*** TEXT PROVIDED ***
Bioinformatics Algorithms: An Active Learning Approach

Chapter 11: Was T. rex Really a Big Chicken?

Why do we include only masses of prefix and suffix subpeptides in the ideal spectrum of a peptide (e.g., RED or DCA for REDCA)? Why don't we include masses of other subpeptides (like EDC)?

Internal subpeptides like EDC of REDCA require two bonds (before E and after C) to be broken to generate the fragment ion. In contrast, prefix and suffix subpeptides require only one bond to be broken. As a result, although internal subpeptides correspond to some fragment ions, we ignore them because they are much less common than the fragment ions generated by prefix and suffix subpeptides.

How do we infer the charges of annotated peaks in a spectrum?

For example, how did we annotate the tall peak y12++ as having charge +2 in the figure below (one of the annotations of DinosaurSpectrum)?

As described in the main text, mass spectrometers measure the mass-to-charge ratio rather than the mass of fragment ions. Thus, a peak in a spectrum with a given mass-to-charge ratio m/z gives rise to various masses depending on its (unknown) charge z. If one of the resulting masses matches a mass in the theoretical spectrum, we may infer that the peak has charge z.

How does the use of rounded (integer) masses of amino acids diminish our ability to accurately sequence peptides?

Although we rounded amino acid masses to integers to simplify the presentation, proteomics researchers do not round masses when attempting to interpret spectra. For example, amino acids K and Q have different molecular composition (C₆H₁₂ON₂ versus C₅H₈O₂N₂), and they have different monoisotopic masses (128.09497 Da versus 128.05858 Da), but their integer masses are the same. Since modern mass spectrometers are very accurate, they can detect differences in masses of up to 0.01 Da in order to distinguish K and Q.

Why do the heights of some peaks in DinosaurSpectrum correlate so poorly with the corresponding amplitudes in the spectral vector?

DinosaurSpectrum is reproduced below (top), along with its spectral vector (bottom).

The transformation of a spectrum into a spectral vector is a complex process that takes into account many factors in addition to the heights of peaks. For details of this transformation, see Kim et al., 2008..

If we know the proteome, isn’t it always better to use peptide identification instead of peptide sequencing?

If a spectrum that we analyze originated from a peptide in a proteome, then it makes sense to apply peptide identification via database search and to identify this peptide. However, our knowledge of the proteomes remains incomplete even in the case of a well-studied human proteome. Biologists therefore sometimes use de novo peptide sequencing to discover peptides that do not appear in the currently known (still incomplete) proteome.

Why do we generate the decoy database by assuming that all amino acids have the same frequency (1/20), despite the fact that many proteomes have widely varying amino acid frequencies?

In practice, proteomics researchers do typically generate decoy databases by taking into account amino acid frequencies in the proteome under study. This is often achieved by randomly shuffling the amino acids in real proteins to generate a decoy database.

What is the running time of the dynamic programming algorithm for computing the size of a spectral dictionary?

The algorithm for computing |Dictionary_threshold(Spectrum)| amounts to filling up the N*M table Size(i, t), where N is the maximum score among all peptides against Spectrum and M is the parent mass of Spectrum. To fill in each element of this table, we need to consider all possible amino acids and apply the equation for Size(i, t) from the section "Spectral Dictionaries".
*** End of TEXT PROVIDED ***
*** GIVEN DATA ***
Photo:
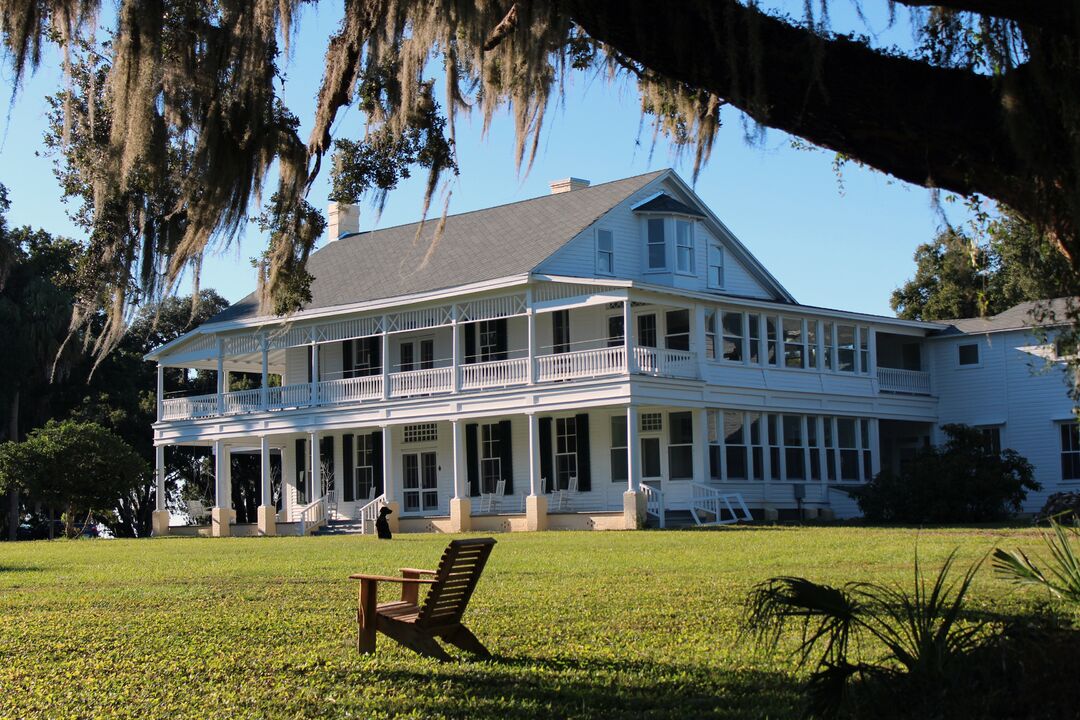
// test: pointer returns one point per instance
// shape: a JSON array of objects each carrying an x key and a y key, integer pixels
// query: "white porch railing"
*** End of GIVEN DATA ***
• TASKS TO COMPLETE:
1. In three sentences, summarize the mass spectrometry FAQ.
2. Output the portion of the mass spectrometry FAQ from "DinosaurSpectrum is reproduced" to "of peptide sequencing?".

• TASK-BY-TASK OUTPUTS:
1. Ideal spectra include only prefix and suffix subpeptides because internal subpeptides need two bonds broken and yield less common fragment ions. A peak's charge is inferred when a mass derived from its mass-to-charge ratio matches the theoretical spectrum, and researchers do not round amino acid masses because accurate spectrometers can tell apart amino acids like K and Q that share an integer mass. De novo sequencing helps find peptides missing from incomplete known proteomes, real decoy databases usually reflect amino acid frequencies (often by shuffling real proteins), and computing a spectral dictionary's size means filling an N*M table.

2.
DinosaurSpectrum is reproduced below (top), along with its spectral vector (bottom).

The transformation of a spectrum into a spectral vector is a complex process that takes into account many factors in addition to the heights of peaks. For details of this transformation, see Kim et al., 2008..

If we know the proteome, isn’t it always better to use peptide identification instead of peptide sequencing?